#### [DATASET EXTRACT]
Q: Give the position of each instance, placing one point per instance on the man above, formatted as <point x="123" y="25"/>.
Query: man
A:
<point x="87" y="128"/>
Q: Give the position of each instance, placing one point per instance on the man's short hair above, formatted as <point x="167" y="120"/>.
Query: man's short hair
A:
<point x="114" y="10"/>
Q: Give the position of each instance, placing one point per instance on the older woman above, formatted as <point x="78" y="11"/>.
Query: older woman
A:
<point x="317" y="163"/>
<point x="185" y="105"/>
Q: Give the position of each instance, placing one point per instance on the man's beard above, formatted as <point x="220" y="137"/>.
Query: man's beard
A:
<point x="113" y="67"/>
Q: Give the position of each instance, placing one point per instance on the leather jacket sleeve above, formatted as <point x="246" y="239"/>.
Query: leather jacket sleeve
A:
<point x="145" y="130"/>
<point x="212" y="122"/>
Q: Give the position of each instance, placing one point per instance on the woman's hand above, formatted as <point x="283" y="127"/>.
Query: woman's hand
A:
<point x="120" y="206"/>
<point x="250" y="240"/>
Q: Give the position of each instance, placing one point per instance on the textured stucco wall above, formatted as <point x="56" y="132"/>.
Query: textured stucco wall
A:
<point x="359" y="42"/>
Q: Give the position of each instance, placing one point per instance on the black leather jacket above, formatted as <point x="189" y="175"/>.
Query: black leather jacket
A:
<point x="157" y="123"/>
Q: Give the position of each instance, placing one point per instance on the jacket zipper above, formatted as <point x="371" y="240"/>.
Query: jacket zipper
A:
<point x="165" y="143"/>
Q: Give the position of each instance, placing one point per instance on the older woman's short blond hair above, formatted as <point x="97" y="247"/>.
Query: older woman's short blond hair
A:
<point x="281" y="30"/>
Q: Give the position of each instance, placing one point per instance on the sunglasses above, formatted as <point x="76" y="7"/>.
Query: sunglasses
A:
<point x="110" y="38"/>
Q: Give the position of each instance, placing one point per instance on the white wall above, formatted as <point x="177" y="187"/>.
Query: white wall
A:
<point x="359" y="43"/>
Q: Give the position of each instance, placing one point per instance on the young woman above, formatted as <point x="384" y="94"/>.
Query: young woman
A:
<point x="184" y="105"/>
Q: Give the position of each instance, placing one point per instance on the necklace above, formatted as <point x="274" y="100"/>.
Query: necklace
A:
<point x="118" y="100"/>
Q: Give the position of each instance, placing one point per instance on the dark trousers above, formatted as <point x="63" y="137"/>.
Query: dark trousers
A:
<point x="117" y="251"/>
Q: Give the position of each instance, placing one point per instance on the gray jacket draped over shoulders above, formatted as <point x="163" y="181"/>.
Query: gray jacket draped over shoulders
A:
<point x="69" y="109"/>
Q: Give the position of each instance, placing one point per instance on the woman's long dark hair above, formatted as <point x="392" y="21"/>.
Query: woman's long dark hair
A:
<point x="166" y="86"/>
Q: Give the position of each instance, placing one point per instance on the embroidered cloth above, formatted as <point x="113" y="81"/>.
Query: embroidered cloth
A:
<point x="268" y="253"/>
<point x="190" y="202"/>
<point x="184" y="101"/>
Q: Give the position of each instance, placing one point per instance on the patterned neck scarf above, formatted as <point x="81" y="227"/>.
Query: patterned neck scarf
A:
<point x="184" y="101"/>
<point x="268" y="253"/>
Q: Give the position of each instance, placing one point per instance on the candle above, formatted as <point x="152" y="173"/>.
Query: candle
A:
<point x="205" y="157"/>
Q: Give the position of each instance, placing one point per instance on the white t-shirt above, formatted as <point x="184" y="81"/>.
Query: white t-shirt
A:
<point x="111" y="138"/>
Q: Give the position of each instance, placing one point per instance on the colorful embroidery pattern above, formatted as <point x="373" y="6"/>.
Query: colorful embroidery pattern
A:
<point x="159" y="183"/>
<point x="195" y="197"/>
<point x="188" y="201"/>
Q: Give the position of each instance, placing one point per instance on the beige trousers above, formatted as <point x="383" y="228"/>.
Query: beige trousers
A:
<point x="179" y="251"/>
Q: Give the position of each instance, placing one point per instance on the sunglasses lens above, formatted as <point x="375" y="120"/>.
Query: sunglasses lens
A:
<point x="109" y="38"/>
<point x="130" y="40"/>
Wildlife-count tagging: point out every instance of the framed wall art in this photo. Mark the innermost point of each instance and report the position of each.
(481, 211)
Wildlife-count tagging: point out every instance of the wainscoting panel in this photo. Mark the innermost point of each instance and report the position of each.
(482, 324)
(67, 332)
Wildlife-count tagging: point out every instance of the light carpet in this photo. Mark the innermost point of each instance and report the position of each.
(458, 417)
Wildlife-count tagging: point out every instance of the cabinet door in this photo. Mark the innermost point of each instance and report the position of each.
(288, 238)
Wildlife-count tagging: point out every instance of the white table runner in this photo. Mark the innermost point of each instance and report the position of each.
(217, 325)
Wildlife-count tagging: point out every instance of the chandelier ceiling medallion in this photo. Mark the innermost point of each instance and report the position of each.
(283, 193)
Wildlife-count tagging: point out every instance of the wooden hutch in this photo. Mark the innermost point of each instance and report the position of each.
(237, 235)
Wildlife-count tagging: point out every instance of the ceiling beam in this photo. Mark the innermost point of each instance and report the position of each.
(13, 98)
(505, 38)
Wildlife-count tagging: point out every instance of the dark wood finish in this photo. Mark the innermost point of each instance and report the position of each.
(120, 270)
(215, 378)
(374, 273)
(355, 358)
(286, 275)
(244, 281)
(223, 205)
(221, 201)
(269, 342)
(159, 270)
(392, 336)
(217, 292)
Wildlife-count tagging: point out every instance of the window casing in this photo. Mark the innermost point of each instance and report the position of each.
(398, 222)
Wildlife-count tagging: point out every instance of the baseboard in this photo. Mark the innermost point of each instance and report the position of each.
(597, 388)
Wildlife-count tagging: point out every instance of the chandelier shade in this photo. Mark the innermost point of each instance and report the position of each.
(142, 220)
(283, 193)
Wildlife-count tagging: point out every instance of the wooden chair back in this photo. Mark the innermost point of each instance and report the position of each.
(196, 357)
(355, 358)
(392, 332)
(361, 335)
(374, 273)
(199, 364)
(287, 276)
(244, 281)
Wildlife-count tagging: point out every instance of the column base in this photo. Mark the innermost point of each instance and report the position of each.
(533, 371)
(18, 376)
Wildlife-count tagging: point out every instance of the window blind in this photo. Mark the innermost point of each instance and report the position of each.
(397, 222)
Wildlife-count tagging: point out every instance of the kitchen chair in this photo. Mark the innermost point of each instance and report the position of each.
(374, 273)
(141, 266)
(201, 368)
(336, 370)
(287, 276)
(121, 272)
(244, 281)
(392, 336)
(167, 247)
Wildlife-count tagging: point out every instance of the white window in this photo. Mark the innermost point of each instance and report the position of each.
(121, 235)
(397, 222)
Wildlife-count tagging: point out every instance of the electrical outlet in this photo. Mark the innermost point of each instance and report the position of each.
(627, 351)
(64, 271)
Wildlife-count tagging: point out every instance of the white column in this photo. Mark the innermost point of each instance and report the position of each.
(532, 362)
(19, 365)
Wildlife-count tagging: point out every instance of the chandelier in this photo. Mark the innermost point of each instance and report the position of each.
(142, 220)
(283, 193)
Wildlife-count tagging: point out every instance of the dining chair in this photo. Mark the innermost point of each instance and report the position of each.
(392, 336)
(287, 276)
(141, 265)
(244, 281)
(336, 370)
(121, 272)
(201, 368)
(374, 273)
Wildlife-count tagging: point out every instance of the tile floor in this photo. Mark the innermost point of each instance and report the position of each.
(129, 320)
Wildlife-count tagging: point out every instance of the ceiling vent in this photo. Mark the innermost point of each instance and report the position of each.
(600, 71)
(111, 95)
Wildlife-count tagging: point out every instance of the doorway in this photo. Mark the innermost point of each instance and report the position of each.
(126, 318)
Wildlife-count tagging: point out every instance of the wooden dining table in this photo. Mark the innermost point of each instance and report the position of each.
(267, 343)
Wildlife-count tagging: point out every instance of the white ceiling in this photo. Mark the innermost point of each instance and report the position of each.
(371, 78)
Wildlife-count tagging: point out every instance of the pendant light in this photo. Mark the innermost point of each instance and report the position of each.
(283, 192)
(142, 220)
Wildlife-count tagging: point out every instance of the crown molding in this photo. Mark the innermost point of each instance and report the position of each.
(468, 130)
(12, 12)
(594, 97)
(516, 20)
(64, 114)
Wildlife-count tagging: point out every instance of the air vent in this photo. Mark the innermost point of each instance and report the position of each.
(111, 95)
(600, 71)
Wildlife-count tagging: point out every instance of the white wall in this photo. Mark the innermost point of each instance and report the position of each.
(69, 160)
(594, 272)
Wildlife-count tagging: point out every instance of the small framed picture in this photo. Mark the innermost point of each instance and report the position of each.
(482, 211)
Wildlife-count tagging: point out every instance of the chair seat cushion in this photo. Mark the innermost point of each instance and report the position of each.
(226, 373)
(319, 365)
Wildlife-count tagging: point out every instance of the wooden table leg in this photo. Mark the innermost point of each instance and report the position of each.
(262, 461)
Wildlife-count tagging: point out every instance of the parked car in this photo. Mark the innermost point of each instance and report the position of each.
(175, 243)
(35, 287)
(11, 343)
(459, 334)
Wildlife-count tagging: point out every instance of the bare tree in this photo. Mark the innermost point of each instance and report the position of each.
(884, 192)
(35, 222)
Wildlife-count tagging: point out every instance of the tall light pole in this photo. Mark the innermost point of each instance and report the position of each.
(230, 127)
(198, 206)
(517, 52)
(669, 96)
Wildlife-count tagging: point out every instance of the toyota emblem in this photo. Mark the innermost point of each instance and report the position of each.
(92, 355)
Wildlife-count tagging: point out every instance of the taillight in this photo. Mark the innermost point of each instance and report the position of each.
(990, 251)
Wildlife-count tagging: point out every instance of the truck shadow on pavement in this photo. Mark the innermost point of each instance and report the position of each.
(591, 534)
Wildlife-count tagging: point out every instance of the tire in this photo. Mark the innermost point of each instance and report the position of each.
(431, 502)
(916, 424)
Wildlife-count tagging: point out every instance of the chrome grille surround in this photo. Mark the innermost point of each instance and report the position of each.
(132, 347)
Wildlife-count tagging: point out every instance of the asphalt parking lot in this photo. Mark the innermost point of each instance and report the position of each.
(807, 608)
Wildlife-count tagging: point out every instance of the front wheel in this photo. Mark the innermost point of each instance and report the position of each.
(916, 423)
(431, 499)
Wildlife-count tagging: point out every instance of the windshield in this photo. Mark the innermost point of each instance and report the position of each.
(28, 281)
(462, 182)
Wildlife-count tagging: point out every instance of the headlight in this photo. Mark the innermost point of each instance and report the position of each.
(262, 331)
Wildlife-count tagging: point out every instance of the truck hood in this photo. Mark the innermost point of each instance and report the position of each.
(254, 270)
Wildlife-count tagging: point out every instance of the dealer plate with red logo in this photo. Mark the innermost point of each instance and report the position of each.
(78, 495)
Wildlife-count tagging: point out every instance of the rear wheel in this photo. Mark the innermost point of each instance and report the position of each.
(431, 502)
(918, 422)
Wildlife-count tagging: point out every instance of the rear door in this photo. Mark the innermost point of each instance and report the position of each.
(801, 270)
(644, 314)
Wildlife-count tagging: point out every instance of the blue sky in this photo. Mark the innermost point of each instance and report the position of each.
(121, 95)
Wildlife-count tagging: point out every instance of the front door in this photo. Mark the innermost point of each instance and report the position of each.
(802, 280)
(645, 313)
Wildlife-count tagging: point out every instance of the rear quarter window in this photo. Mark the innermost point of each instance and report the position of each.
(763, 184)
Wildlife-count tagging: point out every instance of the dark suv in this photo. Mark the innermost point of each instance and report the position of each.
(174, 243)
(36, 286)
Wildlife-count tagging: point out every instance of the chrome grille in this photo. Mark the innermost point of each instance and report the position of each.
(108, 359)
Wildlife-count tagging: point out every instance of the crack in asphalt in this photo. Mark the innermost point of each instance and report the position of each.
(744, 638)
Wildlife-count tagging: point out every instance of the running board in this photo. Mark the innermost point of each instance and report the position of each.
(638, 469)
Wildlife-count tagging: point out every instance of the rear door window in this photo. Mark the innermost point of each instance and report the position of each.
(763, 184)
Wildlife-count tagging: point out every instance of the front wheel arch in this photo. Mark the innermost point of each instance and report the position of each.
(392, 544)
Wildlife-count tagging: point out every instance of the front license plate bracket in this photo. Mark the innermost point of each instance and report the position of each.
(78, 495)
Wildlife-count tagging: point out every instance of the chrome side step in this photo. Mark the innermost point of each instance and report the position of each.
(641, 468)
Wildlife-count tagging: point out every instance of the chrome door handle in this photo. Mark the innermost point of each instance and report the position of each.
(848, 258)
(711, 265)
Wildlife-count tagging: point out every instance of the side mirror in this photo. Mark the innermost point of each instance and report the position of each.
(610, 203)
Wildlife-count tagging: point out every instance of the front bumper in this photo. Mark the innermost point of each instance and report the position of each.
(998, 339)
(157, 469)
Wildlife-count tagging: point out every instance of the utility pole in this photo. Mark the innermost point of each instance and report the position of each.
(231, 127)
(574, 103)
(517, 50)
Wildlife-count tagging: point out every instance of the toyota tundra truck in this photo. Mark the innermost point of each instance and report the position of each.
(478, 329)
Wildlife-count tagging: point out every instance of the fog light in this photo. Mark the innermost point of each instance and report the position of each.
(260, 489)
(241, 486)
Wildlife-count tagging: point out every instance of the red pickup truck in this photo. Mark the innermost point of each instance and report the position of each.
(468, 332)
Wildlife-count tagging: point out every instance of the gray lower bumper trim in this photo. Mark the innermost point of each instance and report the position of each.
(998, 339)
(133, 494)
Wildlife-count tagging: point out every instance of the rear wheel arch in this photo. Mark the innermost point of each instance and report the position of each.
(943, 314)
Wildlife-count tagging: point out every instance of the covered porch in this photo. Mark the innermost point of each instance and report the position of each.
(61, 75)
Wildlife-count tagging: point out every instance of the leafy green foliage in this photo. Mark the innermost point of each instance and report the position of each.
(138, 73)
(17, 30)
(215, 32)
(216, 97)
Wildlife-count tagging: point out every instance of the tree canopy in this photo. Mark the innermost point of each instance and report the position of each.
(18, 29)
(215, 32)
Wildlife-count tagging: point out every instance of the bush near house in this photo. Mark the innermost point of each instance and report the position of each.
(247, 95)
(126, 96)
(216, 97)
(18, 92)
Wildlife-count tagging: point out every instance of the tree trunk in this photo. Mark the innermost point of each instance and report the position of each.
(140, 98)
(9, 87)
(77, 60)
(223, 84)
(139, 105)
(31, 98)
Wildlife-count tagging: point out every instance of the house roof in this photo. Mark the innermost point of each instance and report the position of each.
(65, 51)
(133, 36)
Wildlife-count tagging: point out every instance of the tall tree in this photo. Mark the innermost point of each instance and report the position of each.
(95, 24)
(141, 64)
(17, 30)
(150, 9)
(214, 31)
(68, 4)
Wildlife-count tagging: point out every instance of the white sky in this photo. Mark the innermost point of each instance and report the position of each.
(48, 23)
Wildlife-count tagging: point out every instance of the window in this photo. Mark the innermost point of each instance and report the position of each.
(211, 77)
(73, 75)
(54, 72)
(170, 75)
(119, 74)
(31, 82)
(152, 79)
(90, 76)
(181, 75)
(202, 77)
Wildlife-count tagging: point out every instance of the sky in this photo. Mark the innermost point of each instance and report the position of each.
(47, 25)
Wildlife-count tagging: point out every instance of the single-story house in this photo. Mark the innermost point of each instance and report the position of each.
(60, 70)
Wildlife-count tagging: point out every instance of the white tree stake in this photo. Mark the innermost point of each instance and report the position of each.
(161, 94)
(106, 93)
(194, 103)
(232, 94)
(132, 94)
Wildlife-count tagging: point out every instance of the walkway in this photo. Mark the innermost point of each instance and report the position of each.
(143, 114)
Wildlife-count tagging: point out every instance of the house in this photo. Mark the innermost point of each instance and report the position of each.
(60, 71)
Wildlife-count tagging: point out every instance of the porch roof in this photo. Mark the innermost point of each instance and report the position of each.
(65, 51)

#### [TASK BRIEF]
What lines of the listing above hold "jacket"? Copy all of them.

#### [WRITTEN ANSWER]
Q: Give the position of each instance, placing one point per instance on the leather jacket sleeve above, formatted as <point x="246" y="239"/>.
Query: leather jacket sleeve
Q: Give the position of each instance, placing one point per instance on the black leather jacket above, formatted as <point x="189" y="175"/>.
Query: black leather jacket
Q: Give the position of each instance, placing one point per instance on the jacket zipper above, formatted as <point x="371" y="240"/>.
Query: jacket zipper
Q: Give the position of each instance, placing one point per instance on the gray jacket draped over shoulders above, formatted as <point x="163" y="181"/>.
Query: gray jacket draped over shoulders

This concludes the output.